--- Task directions ---
Output every line of the items below as a numbered list, omitting blank lines and leaving out the pictures.

--- Records provided ---
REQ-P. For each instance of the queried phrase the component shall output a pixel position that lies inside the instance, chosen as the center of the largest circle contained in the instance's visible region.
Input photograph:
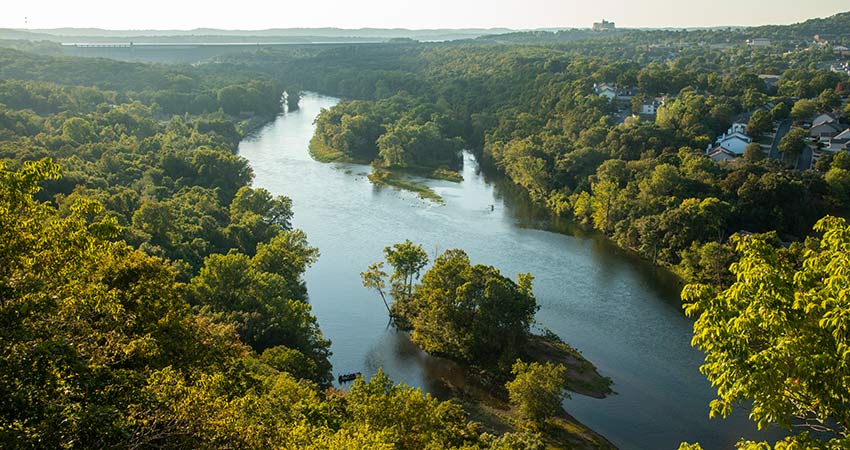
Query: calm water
(621, 313)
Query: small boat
(346, 377)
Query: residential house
(612, 92)
(650, 106)
(770, 80)
(841, 141)
(605, 90)
(758, 42)
(730, 144)
(826, 126)
(604, 26)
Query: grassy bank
(485, 398)
(322, 153)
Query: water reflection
(623, 313)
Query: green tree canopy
(777, 337)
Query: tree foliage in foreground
(537, 389)
(779, 336)
(99, 348)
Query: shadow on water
(621, 311)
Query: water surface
(623, 314)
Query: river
(623, 314)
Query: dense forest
(530, 112)
(151, 297)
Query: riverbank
(623, 313)
(384, 177)
(485, 398)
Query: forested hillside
(151, 297)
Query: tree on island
(293, 96)
(537, 390)
(470, 313)
(777, 339)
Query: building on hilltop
(603, 26)
(650, 106)
(731, 144)
(825, 127)
(612, 92)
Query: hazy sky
(259, 14)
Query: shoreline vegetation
(477, 322)
(383, 176)
(486, 401)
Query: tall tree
(778, 336)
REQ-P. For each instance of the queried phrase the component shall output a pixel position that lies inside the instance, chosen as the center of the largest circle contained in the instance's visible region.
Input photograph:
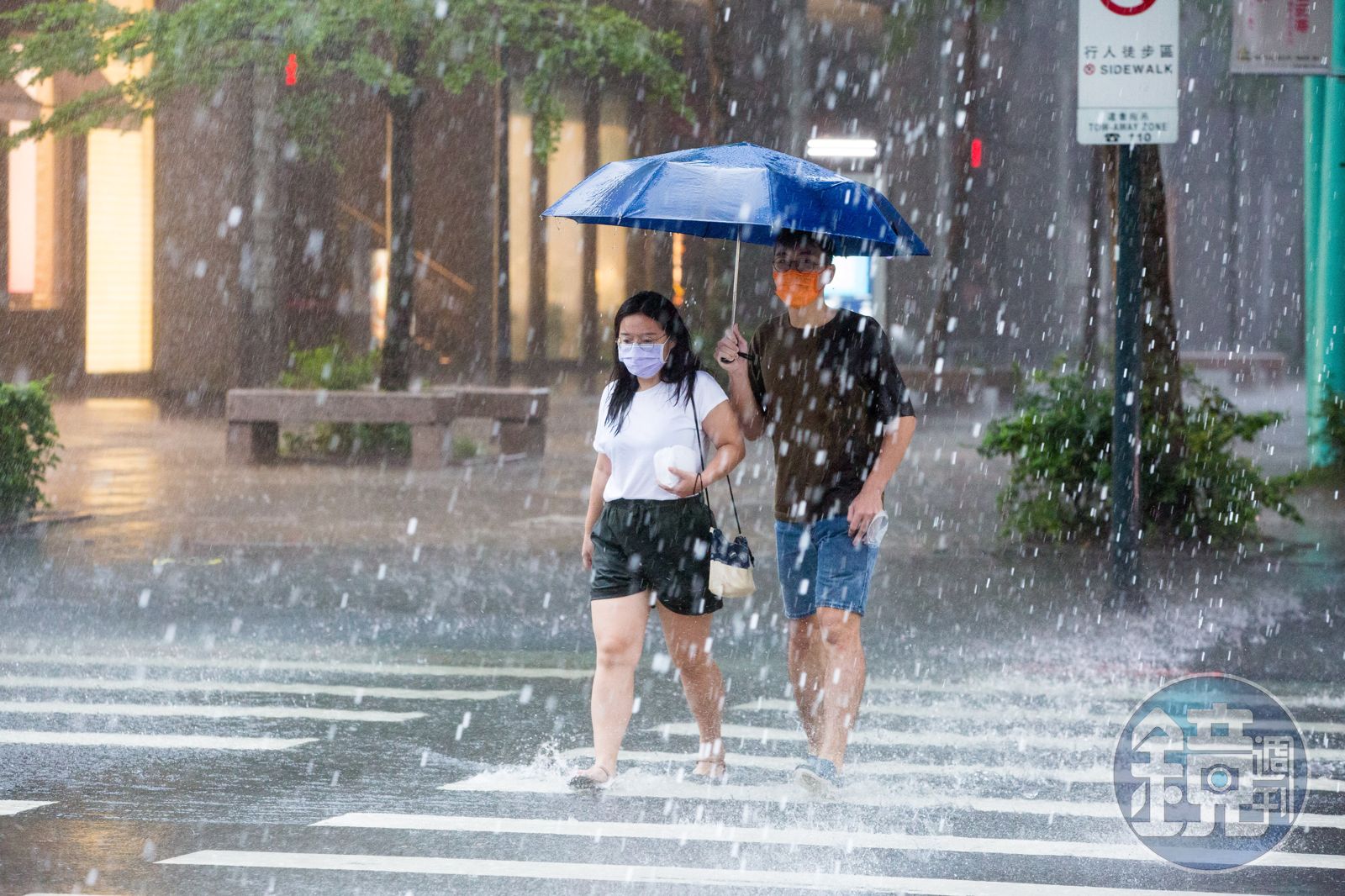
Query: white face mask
(641, 360)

--- Written response ---
1. REQ-P. For each instance of the queried phrase the component shall output a pixel position that lies inside the instance, chosen as the center of the largest circle contained in the instance's visible region.
2. Input photograph:
3. Query: calm water
4. (621, 313)
5. Query: small boat
6. (346, 377)
7. Query: residential house
8. (612, 92)
9. (650, 106)
10. (770, 80)
11. (841, 141)
12. (605, 90)
13. (758, 42)
14. (730, 144)
15. (826, 126)
16. (604, 26)
17. Query: grassy bank
18. (485, 398)
19. (322, 153)
20. Query: water reflection
21. (623, 313)
22. Query: green tree canopy
23. (777, 337)
24. Query: tree foliage in foreground
25. (537, 389)
26. (779, 336)
27. (99, 348)
28. Query: shadow on water
29. (621, 311)
30. Query: water surface
31. (623, 314)
32. Query: river
33. (623, 314)
34. Query: dense forest
35. (530, 112)
36. (151, 297)
37. Query: riverbank
38. (623, 313)
39. (384, 177)
40. (485, 398)
41. Query: forested hillside
42. (151, 297)
43. Query: tree on island
44. (293, 96)
45. (537, 390)
46. (470, 313)
47. (777, 339)
48. Query: building on hilltop
49. (603, 26)
50. (650, 106)
51. (731, 144)
52. (825, 127)
53. (612, 92)
54. Query: hazy sky
55. (259, 14)
56. Query: shoreline vegetation
57. (477, 322)
58. (383, 176)
59. (486, 401)
60. Query: tall tree
61. (778, 336)
62. REQ-P. For each instance of the queried phrase the component shall output a pixel position that lies inside the instance, chosen as the center of the largest circle contained in the instance's visible region.
63. Input photograph:
64. Query: white face mask
65. (641, 360)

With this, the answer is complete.